Quoted passage:
-- begin --

Published: 23/01/2023

Professionally registered engineers and technicians are among those best placed to encourage a new generation of people into engineering. They are inspiring students and young people at all levels – by teaching and assessing in schools and colleges, through to university research and supervision. Many more are encouraging young people to consider careers in engineering by volunteering as Science, Technology, Engineering and Maths (STEM) Ambassadors, or giving back to the profession as professional registration mentors for their professional engineering institution (PEI). This is work often done in their own time and registrants tell us they find it a very rewarding experience.

Promoting engineering to a young audience, in both English and Welsh, is Charlotte Huntley EngTech TMIET, a Junior Electrical, Instrumentation, Control and Automation (EICA) Engineer working on water and wastewater projects, who says: "In addition to my role, I am also a STEM Ambassador. I try to participate in STEM-related activities to encourage children to consider STEM subjects from an early age. As part of this, I regularly volunteer as a bilingual mentor to support disadvantaged young people who are interested in engineering or apprenticeships."

-- end --

Available data:
-- begin --

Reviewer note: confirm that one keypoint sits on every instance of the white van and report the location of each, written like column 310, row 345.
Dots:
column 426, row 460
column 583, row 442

-- end --

Written instruction A: In the passage on engineers inspiring young people, in which two languages does Charlotte Huntley promote engineering?
Written instruction B: Please pick up the passage on engineers inspiring young people and keep writing from its final sentence onward.

Exercise output A: English and Welsh.

Exercise output B:
Many registrants have expressed their desire to help more people from under-represented groups to see that engineering could be a possibility for them. Tia (Harminder) K Nagi BSc EngTech MCIHT says: "I would like to get further involved in such activities to encourage young girls to become interested in engineering at an early stage to break through the myths of engineering being male orientated." Caitlin Stuart BEng IEng ACIBSE is an ambassador for the Women into Science and Engineering (WISE) campaign and has “… attended a number of careers events, participated in apprenticeship conferences, been to the House of Commons and the BBC to promote apprenticeships and showcase my experience as an apprentice engineer”. Some registrants have even set up their own organisations, specifically to encourage young people to consider careers in engineering. Frida Nzaba EngTech TMIET says that she "…would love to inspire young children/students in Africa to realise their potential in the STEM world using the social enterprise I founded, called Edu-Cater Global".

In further education, Lucy Mawer EngTech MCIPHE RP QTLS has a busy career focused on equipping young people with a skill that’s always in demand: "I am the head of the Plumbing Department in a sixth form college, teaching different levels of plumbing to full-time students and apprentices. In a day I could be lecturing theory, running practical skills workshops, assessing and verifying students’ work. During the week I will also visit the plumbing apprentices on-site to support them in gaining evidence to complete their on-site portfolios.” A Master Plumber and first female President of the Chartered Institute of Plumbing and Heating (CIPHE), Tracey Richardson EngTech LCGI MCIPHE RP finds the most enjoyable aspect of her job as an assessor and tutor is “when a learner thanks you for your help when they have completed their qualification. And of course seeing the looks on the faces of the winners of the Skills competitions as well.”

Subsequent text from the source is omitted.